(What is required):
Return, word for word, the lines from the one with "of the side" through the one with "point(303, 338)", including both of those lines.

(Dataset rows showing where objects appear)

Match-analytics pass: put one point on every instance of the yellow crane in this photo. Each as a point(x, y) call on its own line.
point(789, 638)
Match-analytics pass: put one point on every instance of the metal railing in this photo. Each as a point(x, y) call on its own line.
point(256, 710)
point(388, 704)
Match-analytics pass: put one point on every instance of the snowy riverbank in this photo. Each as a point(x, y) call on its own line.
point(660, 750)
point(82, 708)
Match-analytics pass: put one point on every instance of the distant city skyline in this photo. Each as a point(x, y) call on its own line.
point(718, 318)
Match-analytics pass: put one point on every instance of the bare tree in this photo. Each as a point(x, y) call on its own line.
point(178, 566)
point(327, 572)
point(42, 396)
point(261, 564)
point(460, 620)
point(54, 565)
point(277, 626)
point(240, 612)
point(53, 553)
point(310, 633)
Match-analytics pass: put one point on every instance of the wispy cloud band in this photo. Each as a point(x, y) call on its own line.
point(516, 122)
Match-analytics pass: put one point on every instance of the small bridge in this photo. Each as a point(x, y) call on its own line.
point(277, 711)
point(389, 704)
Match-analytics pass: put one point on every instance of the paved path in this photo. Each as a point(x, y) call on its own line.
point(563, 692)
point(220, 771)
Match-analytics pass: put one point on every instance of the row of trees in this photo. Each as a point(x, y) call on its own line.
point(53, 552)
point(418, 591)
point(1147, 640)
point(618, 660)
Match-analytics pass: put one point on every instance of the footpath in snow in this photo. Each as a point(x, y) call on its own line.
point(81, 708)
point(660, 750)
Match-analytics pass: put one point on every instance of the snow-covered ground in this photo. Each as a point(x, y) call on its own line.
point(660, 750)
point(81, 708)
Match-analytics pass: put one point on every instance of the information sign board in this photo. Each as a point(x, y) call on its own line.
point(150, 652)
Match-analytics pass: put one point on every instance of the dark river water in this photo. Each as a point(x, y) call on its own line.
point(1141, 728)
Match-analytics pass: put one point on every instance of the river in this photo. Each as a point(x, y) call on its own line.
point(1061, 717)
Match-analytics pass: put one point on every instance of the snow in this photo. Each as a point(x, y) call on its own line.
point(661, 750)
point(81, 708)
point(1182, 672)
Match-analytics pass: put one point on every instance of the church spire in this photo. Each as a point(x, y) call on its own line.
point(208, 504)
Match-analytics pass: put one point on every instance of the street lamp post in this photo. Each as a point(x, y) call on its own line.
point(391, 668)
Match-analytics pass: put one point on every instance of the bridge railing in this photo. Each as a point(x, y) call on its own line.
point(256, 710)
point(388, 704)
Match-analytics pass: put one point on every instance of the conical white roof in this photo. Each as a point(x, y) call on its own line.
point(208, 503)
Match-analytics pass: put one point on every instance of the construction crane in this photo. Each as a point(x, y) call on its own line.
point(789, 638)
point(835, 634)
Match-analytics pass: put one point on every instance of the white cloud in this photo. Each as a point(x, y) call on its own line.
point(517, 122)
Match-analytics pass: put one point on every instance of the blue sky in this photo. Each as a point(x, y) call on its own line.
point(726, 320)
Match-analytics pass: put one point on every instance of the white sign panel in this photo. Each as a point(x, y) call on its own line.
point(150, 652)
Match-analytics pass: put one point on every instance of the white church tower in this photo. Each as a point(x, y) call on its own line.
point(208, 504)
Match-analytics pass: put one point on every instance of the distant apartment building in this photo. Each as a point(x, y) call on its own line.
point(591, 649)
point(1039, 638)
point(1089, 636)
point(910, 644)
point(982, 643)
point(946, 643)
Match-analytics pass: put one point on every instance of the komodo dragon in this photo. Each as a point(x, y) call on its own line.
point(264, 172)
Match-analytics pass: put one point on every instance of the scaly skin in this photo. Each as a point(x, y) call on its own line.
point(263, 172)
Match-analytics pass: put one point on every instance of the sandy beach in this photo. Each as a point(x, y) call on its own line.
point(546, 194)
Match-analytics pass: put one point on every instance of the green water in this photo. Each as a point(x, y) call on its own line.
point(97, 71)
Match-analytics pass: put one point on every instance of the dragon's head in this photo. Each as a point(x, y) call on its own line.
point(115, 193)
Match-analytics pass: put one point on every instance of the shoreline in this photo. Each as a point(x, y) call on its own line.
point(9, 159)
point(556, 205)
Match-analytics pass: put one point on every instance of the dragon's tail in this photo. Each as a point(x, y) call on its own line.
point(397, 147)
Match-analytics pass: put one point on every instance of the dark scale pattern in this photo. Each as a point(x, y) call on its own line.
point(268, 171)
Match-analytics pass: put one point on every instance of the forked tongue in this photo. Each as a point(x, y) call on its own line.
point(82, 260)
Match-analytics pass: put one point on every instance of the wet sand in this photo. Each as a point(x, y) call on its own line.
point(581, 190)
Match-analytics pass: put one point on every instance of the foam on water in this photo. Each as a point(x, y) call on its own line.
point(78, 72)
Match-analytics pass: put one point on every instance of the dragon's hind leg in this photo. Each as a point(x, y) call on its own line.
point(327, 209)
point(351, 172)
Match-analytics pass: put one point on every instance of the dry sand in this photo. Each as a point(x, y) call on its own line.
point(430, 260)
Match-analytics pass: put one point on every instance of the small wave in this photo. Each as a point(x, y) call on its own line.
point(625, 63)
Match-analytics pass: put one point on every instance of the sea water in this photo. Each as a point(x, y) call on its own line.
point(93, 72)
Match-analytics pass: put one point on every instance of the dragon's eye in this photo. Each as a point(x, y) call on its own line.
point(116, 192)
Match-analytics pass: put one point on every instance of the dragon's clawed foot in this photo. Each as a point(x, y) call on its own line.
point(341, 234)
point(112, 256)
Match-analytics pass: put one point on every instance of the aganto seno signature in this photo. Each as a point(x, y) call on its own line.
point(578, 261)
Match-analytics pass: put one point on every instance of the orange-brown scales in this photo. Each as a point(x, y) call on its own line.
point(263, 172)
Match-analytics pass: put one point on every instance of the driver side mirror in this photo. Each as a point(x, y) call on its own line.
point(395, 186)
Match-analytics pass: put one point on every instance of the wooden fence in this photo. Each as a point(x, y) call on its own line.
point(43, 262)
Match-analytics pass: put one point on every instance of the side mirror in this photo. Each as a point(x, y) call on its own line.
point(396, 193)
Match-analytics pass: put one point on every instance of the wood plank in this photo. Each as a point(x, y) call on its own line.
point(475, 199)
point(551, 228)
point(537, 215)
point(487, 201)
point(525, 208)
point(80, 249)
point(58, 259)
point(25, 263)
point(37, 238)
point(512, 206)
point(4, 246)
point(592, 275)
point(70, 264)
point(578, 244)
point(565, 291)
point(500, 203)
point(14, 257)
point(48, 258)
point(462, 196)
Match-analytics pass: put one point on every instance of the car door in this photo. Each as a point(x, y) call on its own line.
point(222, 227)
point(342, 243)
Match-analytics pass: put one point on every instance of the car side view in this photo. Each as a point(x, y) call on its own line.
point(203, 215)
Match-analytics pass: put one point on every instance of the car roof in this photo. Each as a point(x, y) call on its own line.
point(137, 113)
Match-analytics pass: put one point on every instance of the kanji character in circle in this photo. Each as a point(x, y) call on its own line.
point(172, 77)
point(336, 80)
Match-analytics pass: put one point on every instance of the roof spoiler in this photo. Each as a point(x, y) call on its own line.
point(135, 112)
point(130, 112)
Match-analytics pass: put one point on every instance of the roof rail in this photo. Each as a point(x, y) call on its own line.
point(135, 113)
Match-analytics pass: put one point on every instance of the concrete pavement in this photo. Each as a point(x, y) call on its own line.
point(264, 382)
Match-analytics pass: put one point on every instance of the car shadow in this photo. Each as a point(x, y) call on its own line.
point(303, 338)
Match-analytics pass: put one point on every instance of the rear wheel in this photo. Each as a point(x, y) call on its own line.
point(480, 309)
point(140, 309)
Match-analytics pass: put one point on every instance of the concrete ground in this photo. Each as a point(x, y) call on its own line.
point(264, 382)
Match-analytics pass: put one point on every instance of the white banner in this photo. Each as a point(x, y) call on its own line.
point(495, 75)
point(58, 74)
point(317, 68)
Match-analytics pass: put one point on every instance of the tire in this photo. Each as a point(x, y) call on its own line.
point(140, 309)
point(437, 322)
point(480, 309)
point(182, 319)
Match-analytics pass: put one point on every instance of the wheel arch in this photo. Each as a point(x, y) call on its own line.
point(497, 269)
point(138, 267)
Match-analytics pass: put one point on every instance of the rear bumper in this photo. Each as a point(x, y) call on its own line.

(Expected output):
Match-analytics pass: put one point on every instance of the side mirror in this photo. Each as a point(x, y) call on its own line.
point(396, 193)
Match-analytics pass: put one point on every instance of the wood plank in this photo. Each as a point(x, y) call on its own line.
point(475, 199)
point(551, 228)
point(537, 215)
point(487, 201)
point(525, 208)
point(80, 249)
point(58, 259)
point(25, 263)
point(37, 238)
point(512, 206)
point(4, 246)
point(592, 275)
point(70, 264)
point(578, 244)
point(565, 291)
point(500, 203)
point(14, 257)
point(48, 258)
point(462, 196)
Match-analytics pass: put one point on every instance of the car door in this photo. Each as a point(x, y) call on its own line.
point(222, 227)
point(342, 243)
Match-analytics pass: put one point on every instance of the car side view in this photo. Each as a point(x, y) call on its own line.
point(203, 215)
Match-analytics pass: put one point on every instance of the car roof in this photo. Each as a point(x, y) call on its own line.
point(137, 113)
Match-analytics pass: put one point on every instance of the kanji character in circle in this photo. Each as a point(x, y) call on its own line.
point(172, 77)
point(336, 80)
Match-analytics pass: put one point on every instance of the roof spoiler in this photo. Each as a point(x, y) call on its own line.
point(135, 112)
point(130, 112)
Match-analytics pass: put one point on every instance of the roof rail in this photo. Each as a point(x, y) call on its own line.
point(135, 113)
Match-analytics pass: put one point on every instance of the concrete pavement in this photo. Each as a point(x, y) call on its own line.
point(264, 382)
Match-analytics pass: put one point on every instance of the car shadow in this photo. Each as a point(x, y) call on its own line.
point(303, 338)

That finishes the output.